▶ **Cosa serve**: Prosegui il racconto dell'uccellino che cantava sul balcone, cominciando dopo l'ultima frase riportata.

▶ **Brano proposto**:
================================

Affabulazioni

Piccole anime volatili

08.07.2022

“In uno dei primi anni in questa casa, in primavera verso maggio, un uccellino veniva a cinguettare sul mio balcone, al sorgere del sole. Non era l’ora di alzarmi, eppure quei gorgheggi gioiosi non mi disturbavano, al contrario, li ascoltavo volentieri rimanendo a letto tra il sonno e la veglia, estasiata da quel canto. Un giorno mi resi conto che l’uccellino aveva cessato di venire ed io sentivo la mancanza di quella gioia vibrante mattutina. Dopo poco tempo, mentre spolveravo, scuotendo il panno dalla finestra, lo vidi volare giù nel cortile. In tutta fretta, tolsi il grembiule e scesi le scale fino al piano interrato. Entrai nella stanza dove un tempo le donne venivano a lavare la biancheria, l’attraversai, guadagnando poi la ripida rampa di scale che porta fuori del cortile. Una scena agghiacciante arrestò la mia animosità: davanti ai miei occhi, stesi sul selciato, tre uccellini pronti per volare con le ali aperte e gli occhi ciechi. Mi avvicinai per render loro l’ultimo saluto e li coprii con ciò che restava del loro nido, diventato la loro sepoltura. Quell’uccellino era la loro mamma. Che dolore doveva aver provato quando, al rientro, al posto dei piccoli aveva trovato il vuoto.

================================

[Record di origine]
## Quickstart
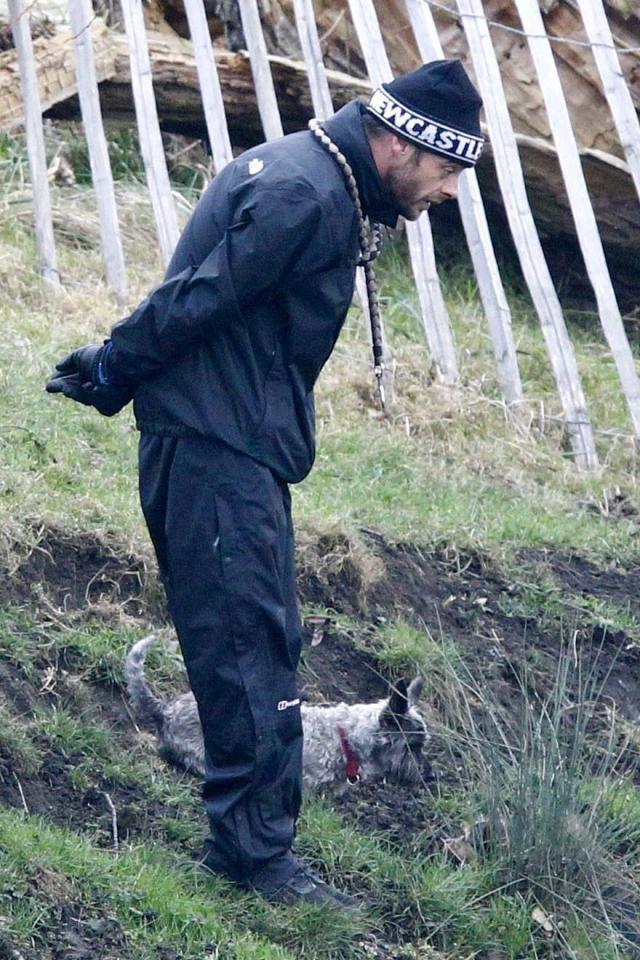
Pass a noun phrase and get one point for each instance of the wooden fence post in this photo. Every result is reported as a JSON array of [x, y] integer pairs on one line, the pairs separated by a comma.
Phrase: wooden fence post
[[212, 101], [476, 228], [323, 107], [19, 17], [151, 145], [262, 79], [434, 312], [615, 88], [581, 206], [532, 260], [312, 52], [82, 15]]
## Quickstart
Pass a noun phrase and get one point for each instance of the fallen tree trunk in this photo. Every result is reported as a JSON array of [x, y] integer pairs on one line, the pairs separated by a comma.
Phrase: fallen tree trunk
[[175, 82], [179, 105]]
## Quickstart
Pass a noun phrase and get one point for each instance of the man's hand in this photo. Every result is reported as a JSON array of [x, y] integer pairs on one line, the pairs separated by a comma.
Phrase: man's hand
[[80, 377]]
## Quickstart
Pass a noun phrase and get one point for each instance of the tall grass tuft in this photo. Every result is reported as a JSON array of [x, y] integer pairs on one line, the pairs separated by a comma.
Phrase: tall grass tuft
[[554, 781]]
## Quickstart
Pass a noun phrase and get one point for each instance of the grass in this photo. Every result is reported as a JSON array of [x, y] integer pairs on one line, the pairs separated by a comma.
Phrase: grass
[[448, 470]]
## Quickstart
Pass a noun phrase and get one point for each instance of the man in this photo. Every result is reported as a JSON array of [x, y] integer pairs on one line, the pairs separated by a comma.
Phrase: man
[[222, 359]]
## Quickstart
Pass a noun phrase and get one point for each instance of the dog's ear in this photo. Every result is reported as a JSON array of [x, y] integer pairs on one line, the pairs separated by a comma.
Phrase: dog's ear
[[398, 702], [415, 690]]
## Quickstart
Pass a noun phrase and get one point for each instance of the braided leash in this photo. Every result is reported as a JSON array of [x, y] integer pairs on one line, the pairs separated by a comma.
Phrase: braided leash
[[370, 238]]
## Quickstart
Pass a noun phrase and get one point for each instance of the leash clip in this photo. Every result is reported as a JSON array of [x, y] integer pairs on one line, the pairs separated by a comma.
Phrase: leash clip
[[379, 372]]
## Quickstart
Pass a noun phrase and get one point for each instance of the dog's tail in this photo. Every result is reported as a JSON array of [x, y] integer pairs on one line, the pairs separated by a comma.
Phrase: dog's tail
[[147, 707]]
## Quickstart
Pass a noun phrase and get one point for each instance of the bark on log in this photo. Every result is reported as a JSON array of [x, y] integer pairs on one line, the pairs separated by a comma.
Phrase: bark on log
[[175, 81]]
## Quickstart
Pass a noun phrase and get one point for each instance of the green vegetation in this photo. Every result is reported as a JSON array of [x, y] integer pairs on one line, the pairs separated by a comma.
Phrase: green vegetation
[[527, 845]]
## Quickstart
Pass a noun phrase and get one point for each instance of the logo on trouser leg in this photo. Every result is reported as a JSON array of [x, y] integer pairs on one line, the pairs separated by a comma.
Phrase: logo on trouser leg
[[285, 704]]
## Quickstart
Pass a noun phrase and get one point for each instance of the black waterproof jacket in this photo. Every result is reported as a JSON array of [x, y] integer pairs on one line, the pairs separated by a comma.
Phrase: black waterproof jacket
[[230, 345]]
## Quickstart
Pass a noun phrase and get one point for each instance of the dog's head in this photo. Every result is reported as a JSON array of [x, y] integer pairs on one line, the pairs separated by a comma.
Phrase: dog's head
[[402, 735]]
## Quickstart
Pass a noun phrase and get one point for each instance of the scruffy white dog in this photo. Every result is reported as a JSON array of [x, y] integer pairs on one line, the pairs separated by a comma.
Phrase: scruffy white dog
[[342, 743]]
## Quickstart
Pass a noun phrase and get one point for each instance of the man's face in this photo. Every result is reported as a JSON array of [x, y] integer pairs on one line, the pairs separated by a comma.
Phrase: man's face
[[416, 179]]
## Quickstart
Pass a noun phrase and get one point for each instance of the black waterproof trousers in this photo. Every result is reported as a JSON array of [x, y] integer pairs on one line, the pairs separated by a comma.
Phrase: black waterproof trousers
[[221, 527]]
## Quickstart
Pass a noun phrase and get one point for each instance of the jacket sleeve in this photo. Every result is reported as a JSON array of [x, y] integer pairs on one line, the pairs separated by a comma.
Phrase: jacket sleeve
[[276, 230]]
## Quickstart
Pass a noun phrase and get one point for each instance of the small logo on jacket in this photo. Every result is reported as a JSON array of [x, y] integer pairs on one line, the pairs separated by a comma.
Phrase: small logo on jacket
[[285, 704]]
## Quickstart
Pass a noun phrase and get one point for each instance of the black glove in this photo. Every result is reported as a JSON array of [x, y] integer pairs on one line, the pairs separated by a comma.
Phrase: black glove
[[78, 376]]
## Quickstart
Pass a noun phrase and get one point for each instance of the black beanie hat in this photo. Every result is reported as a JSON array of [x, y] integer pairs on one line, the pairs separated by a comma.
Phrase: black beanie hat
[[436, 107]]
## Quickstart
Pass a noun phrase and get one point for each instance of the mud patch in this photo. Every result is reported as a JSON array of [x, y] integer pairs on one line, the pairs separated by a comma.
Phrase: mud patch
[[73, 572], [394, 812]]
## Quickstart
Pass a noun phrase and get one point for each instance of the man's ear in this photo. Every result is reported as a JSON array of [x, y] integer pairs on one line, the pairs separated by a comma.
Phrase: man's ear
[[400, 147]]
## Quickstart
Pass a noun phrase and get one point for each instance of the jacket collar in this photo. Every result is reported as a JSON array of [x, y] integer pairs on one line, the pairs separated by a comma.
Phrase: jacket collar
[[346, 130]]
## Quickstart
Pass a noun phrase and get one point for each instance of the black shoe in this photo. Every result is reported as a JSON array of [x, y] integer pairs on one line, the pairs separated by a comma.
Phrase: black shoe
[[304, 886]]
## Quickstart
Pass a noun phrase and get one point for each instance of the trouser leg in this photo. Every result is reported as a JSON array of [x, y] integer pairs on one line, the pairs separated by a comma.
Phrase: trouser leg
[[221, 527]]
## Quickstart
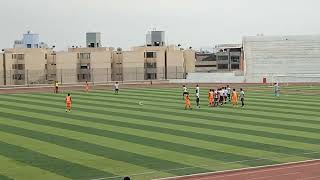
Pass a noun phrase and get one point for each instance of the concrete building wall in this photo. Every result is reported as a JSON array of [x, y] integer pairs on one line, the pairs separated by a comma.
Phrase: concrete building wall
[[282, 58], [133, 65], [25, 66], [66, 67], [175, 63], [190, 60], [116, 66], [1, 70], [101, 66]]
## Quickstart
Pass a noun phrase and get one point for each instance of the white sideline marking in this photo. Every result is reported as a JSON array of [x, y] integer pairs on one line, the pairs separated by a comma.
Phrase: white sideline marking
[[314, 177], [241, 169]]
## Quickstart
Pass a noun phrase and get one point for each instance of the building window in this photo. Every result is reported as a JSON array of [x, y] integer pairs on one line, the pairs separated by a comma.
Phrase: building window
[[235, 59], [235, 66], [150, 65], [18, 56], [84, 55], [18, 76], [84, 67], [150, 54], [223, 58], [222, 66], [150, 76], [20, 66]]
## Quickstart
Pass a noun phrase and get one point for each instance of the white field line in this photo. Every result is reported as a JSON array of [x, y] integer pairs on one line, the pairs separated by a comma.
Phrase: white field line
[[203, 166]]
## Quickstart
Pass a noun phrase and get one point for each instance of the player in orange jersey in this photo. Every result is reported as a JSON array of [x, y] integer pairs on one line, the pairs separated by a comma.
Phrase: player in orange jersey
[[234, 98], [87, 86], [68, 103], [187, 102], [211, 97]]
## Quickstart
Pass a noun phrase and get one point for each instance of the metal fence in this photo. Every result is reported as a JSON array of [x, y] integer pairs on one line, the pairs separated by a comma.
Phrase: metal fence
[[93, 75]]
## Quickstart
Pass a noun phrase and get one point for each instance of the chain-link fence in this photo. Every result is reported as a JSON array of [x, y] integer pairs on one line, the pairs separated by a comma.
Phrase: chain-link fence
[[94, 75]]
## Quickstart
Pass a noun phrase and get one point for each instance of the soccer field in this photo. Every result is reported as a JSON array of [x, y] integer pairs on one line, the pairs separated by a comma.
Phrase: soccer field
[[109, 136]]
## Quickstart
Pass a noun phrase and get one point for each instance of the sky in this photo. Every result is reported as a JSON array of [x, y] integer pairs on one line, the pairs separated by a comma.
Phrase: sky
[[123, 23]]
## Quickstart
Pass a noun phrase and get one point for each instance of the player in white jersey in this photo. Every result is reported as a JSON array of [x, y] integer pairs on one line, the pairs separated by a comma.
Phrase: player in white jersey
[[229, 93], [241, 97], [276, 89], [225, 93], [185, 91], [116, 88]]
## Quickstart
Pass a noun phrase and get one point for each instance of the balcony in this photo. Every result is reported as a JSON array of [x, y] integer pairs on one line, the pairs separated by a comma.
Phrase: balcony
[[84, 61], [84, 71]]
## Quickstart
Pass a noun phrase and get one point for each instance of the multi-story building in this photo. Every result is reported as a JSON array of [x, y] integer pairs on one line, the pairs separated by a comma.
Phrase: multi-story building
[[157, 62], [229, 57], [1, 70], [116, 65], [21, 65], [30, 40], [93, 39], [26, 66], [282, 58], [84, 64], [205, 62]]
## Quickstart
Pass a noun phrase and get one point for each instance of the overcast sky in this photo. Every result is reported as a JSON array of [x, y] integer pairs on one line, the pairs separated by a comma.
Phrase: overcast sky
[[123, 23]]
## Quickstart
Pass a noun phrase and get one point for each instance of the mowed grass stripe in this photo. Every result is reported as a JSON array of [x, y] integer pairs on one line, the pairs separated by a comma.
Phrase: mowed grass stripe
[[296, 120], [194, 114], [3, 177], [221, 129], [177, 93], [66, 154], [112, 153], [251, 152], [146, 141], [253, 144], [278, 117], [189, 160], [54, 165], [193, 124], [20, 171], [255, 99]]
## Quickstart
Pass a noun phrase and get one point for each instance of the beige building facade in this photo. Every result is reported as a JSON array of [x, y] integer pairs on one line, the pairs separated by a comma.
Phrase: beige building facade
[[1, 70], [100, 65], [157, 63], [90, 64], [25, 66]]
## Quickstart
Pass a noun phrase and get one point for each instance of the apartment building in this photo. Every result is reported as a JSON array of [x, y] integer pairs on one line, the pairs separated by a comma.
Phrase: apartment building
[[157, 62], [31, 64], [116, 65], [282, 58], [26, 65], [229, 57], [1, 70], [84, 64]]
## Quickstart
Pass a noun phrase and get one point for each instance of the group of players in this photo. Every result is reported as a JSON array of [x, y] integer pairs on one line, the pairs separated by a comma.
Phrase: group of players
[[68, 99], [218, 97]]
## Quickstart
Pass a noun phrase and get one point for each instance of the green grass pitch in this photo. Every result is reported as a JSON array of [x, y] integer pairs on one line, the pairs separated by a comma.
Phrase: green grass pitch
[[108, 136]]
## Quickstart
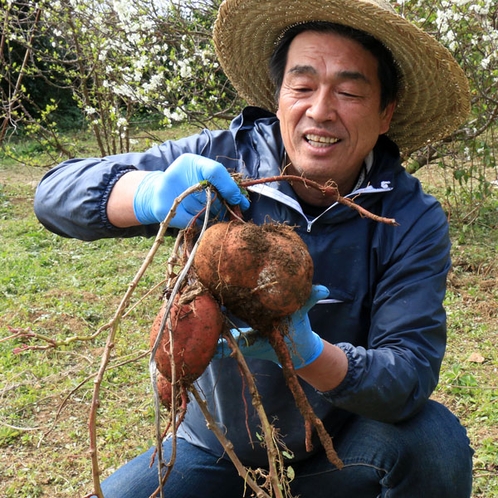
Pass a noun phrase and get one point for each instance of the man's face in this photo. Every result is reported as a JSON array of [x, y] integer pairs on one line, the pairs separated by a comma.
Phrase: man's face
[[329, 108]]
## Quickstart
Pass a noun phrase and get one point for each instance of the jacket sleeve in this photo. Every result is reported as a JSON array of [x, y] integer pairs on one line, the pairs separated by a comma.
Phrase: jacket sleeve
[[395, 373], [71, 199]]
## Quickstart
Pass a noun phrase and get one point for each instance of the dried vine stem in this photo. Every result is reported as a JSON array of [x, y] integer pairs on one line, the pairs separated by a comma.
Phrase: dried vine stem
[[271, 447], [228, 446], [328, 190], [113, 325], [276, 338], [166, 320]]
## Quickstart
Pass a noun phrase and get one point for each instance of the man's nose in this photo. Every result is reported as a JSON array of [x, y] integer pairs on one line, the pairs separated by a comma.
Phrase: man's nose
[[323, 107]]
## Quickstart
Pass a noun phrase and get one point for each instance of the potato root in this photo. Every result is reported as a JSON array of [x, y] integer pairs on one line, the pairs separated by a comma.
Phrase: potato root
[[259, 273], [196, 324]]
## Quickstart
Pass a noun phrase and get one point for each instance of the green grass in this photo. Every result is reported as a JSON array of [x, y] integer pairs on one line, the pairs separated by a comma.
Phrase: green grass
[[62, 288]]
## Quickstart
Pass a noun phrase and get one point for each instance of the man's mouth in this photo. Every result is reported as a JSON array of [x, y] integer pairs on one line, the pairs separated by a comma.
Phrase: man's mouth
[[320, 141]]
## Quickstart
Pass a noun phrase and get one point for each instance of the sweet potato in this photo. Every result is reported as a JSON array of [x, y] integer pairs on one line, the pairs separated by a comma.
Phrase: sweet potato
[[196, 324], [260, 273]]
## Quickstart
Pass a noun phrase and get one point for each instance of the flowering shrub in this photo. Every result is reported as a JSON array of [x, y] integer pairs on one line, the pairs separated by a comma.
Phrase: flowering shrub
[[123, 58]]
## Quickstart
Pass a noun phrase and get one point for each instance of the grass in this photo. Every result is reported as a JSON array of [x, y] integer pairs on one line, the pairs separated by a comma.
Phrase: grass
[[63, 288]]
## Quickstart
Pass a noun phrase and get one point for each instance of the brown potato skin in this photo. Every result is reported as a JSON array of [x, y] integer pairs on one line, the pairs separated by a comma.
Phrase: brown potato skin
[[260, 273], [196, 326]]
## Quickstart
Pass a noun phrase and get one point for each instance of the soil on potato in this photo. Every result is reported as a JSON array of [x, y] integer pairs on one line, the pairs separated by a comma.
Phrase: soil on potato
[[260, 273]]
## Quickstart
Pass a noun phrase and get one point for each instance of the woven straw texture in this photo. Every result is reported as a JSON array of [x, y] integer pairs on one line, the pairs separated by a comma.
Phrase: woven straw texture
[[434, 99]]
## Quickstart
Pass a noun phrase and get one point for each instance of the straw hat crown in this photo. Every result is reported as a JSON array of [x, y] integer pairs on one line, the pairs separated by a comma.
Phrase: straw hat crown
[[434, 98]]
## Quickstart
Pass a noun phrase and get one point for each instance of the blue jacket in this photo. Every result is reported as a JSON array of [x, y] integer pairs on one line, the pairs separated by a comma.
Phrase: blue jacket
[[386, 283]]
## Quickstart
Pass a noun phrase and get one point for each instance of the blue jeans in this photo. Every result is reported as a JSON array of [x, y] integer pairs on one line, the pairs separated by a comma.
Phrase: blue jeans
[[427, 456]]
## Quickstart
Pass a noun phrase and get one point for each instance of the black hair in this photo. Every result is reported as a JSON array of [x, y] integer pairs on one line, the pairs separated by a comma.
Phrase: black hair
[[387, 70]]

================================

▶ **Esito dell'esercizio**:
Un mese dopo, eravamo in piena estate, incontrai la mia vicina di finestra. Mi raccontò che, poverina, era stata un mese senza acqua calda. L’idraulico fece l’insolita scoperta: “Un nido con tre uccellini che avrebbero volato di lì a breve”. A questo punto si trattava di attendere un altro poco. Lei però non poteva aspettare: voleva l’acqua calda! Quindi il tubo fu ripulito da quell’insolente nido, buttandolo giù in cortile, senza pietà.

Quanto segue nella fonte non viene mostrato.